DESCRIPTION OF THE TASK —
From the records below, pull out each line that contains the string "apartment" and copy it.

[Object pointing dataset rows]
——————————

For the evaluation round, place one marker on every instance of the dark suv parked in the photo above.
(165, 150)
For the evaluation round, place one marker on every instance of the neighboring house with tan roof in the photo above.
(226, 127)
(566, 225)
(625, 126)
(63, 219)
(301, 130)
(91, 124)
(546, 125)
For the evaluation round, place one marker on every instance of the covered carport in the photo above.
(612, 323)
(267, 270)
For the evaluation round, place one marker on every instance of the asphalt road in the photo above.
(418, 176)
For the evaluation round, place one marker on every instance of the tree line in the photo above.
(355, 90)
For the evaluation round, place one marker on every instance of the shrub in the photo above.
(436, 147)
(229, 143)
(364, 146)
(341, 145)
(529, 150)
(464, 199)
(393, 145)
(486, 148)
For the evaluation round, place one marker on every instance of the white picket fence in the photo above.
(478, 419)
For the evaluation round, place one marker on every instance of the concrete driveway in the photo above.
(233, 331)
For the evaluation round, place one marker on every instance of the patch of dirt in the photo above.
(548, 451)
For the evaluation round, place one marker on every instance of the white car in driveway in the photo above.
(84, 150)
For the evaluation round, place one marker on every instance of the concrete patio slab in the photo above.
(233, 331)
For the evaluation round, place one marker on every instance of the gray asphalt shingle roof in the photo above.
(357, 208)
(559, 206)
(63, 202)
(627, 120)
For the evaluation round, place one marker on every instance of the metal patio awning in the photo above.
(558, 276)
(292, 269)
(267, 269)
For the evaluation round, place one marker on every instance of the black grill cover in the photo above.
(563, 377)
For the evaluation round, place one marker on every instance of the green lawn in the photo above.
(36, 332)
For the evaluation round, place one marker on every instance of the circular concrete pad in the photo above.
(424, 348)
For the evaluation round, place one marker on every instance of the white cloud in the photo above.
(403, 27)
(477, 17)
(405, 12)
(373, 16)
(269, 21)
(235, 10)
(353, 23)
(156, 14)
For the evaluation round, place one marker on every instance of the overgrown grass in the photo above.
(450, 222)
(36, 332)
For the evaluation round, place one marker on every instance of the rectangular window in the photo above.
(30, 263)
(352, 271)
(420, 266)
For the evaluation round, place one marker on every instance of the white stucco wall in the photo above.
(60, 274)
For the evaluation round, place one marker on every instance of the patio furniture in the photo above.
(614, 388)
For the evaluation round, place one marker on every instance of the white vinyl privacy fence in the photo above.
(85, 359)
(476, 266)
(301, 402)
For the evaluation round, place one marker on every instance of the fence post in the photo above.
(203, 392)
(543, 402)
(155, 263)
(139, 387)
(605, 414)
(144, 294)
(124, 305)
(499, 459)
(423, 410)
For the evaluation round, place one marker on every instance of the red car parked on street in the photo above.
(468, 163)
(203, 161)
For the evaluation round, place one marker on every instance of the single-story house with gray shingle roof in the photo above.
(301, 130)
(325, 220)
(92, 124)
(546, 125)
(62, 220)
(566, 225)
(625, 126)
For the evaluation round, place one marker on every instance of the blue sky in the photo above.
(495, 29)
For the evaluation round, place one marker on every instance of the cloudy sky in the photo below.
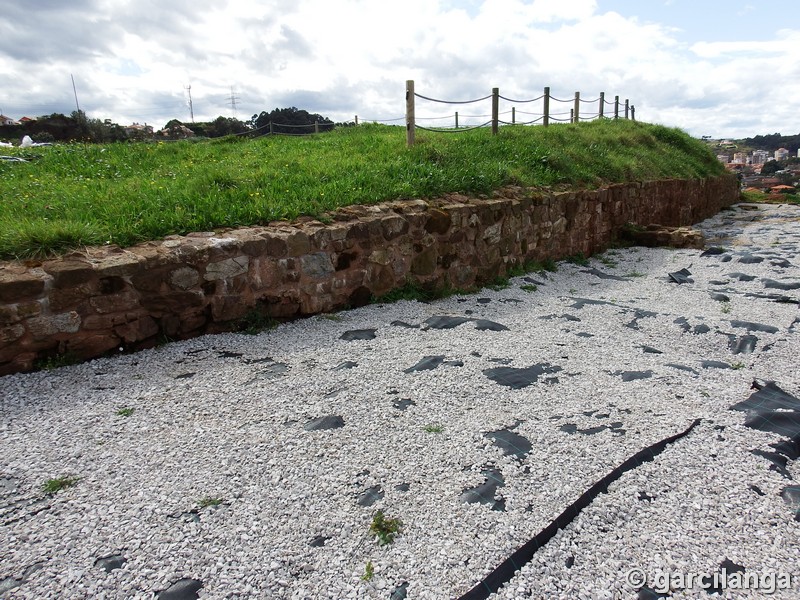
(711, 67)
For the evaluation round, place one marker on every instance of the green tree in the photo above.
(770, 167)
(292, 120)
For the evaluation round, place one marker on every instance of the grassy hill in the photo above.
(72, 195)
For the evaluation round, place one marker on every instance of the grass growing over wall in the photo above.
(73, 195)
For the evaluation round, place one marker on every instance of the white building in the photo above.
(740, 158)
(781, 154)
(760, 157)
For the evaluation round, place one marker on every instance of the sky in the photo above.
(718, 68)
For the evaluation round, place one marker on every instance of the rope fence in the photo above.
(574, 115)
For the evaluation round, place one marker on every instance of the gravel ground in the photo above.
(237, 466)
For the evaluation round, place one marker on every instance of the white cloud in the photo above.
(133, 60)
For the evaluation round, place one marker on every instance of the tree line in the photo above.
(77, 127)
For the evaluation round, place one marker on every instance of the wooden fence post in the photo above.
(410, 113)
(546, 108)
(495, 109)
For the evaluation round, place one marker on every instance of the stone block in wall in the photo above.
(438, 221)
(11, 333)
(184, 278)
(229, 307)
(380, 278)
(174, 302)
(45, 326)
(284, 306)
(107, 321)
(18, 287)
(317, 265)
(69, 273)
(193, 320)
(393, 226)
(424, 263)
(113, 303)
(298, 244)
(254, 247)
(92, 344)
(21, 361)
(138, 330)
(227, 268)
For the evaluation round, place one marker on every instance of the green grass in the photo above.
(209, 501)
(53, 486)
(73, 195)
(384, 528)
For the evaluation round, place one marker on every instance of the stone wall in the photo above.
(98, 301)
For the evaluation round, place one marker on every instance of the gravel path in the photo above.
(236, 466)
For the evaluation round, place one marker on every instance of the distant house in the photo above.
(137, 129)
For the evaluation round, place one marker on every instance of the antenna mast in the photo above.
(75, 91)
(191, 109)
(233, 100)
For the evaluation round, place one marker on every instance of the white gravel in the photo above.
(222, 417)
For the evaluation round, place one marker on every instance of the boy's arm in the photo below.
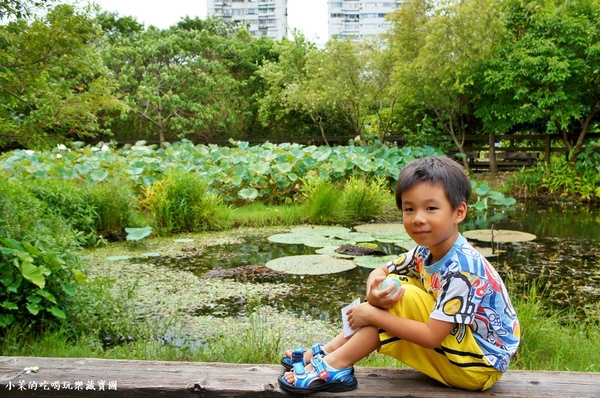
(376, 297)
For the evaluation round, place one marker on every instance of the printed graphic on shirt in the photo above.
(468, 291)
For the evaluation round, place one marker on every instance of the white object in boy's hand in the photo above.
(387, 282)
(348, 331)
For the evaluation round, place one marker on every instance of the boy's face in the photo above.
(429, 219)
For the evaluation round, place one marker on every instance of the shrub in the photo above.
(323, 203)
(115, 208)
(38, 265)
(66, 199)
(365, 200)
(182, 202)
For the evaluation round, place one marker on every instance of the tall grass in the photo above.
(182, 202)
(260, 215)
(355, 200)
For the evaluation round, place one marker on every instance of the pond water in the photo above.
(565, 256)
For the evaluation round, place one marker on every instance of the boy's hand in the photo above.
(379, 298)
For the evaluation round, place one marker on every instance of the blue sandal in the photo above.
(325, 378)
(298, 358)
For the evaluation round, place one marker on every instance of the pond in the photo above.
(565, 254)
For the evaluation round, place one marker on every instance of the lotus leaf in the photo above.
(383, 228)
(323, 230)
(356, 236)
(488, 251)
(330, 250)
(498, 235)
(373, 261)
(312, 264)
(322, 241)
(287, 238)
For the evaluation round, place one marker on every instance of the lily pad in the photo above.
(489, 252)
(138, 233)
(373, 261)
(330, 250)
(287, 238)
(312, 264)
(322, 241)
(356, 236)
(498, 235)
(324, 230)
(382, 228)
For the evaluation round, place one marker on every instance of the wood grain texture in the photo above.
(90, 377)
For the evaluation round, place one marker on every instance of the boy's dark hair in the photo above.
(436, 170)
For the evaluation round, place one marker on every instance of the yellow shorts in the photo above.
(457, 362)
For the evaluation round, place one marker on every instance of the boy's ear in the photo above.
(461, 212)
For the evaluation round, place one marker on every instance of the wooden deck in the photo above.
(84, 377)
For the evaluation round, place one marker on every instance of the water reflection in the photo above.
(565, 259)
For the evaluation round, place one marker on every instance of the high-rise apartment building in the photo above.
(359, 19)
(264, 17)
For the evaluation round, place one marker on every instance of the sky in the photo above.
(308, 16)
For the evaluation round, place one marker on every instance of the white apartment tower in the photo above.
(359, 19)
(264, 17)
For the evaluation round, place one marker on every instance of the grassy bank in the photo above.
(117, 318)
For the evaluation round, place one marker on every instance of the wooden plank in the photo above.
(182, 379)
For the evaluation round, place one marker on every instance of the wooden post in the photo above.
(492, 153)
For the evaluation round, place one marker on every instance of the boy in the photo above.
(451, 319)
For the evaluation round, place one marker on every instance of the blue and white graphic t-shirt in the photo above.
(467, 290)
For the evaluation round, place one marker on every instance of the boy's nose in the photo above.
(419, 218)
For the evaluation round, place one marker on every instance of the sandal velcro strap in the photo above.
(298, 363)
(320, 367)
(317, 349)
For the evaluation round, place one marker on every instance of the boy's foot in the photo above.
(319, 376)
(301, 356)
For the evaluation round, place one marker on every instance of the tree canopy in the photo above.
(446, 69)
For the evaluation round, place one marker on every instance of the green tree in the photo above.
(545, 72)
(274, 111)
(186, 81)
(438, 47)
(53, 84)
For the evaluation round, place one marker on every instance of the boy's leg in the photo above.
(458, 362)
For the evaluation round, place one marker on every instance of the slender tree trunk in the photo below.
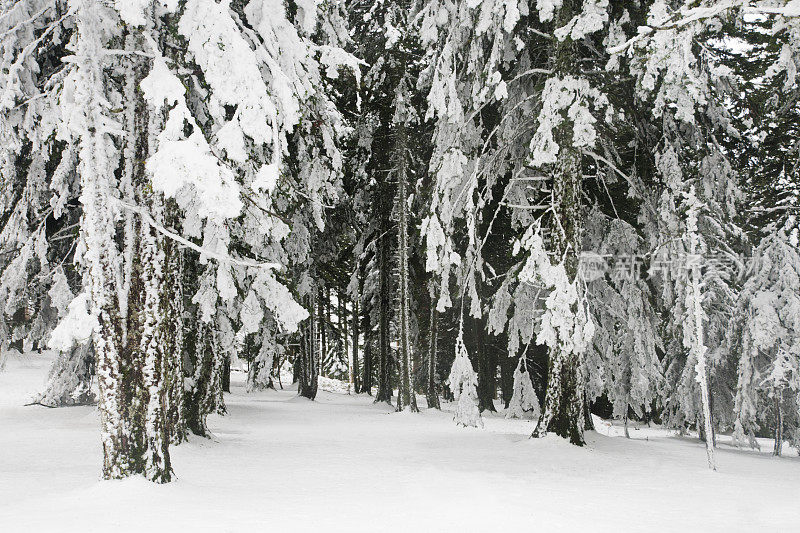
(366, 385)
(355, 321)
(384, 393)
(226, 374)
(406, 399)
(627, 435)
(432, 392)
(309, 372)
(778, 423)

——————————

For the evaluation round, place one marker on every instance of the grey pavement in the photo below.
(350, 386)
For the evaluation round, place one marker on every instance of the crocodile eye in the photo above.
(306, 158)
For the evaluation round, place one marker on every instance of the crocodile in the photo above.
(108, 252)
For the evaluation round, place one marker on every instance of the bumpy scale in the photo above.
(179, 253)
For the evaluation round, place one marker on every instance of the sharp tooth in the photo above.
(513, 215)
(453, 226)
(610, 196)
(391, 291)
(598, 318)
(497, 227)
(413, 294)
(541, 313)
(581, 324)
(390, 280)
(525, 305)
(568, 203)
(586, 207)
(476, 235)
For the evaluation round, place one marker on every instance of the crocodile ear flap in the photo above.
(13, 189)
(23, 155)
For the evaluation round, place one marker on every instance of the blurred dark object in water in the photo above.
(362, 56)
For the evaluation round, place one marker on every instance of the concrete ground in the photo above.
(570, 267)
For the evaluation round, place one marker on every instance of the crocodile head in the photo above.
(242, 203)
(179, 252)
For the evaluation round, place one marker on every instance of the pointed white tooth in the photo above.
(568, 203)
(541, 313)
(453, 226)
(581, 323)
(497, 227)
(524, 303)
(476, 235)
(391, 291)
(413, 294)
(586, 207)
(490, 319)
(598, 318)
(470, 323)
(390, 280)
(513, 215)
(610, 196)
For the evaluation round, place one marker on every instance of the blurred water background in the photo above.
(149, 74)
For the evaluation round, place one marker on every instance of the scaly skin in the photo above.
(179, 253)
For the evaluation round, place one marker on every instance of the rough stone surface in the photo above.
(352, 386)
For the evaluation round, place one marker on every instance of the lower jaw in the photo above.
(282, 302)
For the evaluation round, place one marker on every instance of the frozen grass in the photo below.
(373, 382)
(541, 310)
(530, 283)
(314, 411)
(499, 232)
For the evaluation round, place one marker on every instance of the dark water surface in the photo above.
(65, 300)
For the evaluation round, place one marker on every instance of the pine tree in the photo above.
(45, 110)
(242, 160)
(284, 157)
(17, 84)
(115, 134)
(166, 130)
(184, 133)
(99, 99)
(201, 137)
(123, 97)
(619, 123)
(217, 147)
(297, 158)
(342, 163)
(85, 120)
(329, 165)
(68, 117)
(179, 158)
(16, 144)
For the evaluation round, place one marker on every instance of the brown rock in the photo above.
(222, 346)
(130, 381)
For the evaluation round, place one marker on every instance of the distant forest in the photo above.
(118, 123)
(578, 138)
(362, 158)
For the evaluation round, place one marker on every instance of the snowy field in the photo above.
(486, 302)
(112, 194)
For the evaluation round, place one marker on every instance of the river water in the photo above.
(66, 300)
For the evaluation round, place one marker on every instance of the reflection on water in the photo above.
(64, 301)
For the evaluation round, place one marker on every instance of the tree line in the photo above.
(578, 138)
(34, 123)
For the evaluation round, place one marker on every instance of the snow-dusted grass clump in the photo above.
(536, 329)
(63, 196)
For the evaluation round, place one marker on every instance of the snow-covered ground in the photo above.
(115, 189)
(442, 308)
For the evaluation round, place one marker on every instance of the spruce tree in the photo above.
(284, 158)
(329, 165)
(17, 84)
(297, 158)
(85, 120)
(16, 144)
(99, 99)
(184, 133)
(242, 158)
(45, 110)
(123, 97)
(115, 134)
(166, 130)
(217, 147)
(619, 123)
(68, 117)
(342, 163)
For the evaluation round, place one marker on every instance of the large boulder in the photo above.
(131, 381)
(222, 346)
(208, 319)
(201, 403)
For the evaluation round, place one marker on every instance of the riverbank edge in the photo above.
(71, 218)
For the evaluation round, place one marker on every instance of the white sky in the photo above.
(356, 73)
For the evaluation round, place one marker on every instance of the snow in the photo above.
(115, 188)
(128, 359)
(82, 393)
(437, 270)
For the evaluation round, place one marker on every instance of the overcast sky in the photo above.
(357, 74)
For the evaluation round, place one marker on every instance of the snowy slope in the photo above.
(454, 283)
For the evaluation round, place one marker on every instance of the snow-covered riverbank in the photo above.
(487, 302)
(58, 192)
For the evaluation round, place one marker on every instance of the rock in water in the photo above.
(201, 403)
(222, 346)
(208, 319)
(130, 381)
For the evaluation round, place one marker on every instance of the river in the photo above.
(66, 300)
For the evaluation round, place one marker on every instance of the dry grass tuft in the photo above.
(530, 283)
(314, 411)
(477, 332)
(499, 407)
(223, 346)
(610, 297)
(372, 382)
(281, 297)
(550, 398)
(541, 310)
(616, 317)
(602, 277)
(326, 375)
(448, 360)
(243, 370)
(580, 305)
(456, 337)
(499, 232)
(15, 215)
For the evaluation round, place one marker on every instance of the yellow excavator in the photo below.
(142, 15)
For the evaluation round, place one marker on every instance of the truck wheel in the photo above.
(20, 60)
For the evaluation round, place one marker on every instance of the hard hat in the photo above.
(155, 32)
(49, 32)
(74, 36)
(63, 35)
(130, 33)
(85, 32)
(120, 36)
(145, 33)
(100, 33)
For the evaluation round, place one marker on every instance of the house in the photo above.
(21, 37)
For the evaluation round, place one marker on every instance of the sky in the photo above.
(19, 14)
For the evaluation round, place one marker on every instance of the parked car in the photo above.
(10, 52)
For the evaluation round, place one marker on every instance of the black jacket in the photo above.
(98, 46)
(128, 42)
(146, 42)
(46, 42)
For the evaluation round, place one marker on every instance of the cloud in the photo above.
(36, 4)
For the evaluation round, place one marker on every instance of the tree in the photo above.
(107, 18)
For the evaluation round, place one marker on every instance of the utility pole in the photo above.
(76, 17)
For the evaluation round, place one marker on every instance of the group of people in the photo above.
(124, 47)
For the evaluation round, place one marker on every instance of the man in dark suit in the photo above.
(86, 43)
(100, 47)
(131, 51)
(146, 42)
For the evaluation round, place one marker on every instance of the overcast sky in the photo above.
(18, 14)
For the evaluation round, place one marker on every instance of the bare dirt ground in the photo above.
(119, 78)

——————————

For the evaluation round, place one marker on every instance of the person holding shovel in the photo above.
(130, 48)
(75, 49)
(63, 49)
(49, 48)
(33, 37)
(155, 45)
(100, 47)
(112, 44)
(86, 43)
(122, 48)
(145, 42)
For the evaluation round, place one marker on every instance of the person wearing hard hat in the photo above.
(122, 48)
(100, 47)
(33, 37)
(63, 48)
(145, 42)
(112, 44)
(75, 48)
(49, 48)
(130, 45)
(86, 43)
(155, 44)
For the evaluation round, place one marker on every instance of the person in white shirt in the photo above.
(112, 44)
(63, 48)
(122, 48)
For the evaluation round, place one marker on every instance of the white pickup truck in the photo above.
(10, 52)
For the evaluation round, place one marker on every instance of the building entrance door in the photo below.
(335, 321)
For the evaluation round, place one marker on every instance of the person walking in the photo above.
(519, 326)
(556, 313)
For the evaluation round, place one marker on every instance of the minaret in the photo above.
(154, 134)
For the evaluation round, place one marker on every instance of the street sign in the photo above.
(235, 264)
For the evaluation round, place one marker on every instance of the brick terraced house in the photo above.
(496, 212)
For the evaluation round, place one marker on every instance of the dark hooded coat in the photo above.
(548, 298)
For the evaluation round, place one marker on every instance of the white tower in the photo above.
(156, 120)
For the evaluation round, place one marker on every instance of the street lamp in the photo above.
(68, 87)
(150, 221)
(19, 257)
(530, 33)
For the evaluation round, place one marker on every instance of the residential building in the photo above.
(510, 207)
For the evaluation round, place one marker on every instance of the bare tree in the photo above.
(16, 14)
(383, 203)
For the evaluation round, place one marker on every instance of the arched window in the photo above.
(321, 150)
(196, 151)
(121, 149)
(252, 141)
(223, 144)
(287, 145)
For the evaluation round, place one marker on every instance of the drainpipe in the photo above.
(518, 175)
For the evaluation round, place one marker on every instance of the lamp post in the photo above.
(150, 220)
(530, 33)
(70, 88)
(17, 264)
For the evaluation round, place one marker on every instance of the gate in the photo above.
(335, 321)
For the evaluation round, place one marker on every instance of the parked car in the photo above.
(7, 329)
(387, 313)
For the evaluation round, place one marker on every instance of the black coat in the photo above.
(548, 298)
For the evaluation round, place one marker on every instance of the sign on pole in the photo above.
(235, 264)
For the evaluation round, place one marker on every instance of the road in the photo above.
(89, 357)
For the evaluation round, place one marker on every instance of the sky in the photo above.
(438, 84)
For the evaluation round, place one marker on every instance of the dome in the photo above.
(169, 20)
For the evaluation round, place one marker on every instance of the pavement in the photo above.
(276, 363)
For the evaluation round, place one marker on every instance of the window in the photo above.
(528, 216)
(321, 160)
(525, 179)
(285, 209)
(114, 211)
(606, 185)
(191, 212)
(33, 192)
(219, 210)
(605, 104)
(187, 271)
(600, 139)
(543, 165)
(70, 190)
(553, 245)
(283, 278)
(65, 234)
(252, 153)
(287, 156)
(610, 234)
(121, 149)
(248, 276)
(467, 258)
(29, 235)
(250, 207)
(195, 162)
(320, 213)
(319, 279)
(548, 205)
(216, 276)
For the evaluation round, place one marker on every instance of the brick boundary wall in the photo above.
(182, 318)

——————————

EXERCISE RESPONSE —
For the evaluation round, place one marker on every instance of the high-rise apartment building in the photo above.
For the evaluation round, place one marker on every instance of the white apartment tower in the photo above.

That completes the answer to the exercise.